─── Provided material ───

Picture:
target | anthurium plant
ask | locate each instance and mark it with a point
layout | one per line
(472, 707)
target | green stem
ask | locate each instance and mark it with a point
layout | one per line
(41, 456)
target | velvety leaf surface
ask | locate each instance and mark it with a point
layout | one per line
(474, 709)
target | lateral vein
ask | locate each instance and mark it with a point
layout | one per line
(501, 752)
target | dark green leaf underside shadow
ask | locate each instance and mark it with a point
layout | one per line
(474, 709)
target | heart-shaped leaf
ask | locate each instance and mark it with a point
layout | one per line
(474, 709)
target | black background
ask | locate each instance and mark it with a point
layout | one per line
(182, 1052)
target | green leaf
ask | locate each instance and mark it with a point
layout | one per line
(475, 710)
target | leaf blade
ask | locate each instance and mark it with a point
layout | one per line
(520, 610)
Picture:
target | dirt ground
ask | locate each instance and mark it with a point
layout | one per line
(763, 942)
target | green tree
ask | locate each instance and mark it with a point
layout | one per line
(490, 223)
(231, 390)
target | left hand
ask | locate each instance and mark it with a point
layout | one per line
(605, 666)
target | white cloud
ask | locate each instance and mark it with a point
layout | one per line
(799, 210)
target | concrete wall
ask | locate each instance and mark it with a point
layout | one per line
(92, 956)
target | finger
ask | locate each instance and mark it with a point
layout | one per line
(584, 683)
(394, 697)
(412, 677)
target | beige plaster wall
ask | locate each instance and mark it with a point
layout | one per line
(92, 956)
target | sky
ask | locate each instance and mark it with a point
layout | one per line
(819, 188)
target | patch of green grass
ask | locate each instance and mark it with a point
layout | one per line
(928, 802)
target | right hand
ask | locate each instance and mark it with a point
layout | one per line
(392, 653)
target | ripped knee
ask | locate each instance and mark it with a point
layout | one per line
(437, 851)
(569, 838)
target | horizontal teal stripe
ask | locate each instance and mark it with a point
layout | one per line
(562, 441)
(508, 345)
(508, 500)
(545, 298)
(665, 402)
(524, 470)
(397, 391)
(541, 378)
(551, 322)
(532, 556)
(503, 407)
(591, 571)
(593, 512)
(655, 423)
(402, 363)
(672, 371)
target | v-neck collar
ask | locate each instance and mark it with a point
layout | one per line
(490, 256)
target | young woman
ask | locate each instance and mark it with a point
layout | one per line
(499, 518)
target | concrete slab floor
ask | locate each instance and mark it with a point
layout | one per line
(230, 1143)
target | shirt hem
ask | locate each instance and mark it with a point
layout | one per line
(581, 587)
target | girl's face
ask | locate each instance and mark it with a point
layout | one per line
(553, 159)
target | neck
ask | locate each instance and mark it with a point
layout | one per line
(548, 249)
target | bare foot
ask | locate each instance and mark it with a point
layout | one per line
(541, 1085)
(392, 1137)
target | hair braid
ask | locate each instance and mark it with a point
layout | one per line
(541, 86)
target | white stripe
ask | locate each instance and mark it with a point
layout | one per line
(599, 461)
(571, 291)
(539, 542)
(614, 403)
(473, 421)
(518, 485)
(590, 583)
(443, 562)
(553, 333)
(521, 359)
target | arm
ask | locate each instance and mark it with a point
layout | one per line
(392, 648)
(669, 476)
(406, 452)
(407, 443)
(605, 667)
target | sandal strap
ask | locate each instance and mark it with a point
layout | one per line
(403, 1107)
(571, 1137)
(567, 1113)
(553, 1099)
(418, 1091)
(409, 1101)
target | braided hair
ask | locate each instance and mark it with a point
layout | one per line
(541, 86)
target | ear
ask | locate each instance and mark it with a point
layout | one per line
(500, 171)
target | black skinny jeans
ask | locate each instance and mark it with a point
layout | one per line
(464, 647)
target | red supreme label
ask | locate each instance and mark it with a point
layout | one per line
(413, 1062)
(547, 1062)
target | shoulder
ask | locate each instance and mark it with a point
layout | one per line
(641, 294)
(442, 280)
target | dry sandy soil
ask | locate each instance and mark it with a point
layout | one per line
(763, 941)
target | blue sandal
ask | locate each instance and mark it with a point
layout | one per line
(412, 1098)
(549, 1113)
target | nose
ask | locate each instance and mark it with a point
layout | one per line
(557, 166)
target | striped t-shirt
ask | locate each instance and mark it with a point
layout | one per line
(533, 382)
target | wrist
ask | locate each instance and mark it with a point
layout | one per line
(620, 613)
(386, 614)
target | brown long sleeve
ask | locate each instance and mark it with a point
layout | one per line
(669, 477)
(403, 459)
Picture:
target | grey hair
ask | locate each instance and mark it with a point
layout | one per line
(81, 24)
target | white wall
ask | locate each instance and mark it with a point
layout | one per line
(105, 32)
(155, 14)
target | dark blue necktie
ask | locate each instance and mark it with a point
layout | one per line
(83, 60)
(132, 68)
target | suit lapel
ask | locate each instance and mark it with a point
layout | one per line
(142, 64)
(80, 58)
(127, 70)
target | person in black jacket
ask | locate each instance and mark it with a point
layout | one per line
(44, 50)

───

- _Aim of the exercise_
Please give back only the lines between the first line of the entries and the line with "target | dark green leaf underside shadow", both ends included, word for word.

- _Exercise solution_
Picture:
target | anthurium plant
ask | locate each instance and mark it with a point
layout | one per line
(472, 707)
target | green stem
ask | locate each instance and mark it with a point
layout | one per line
(41, 456)
target | velvety leaf surface
ask | locate each instance and mark it with a point
layout | one per line
(474, 709)
target | lateral vein
ask | locate each instance and mark it with a point
layout | one per line
(501, 752)
target | dark green leaf underside shadow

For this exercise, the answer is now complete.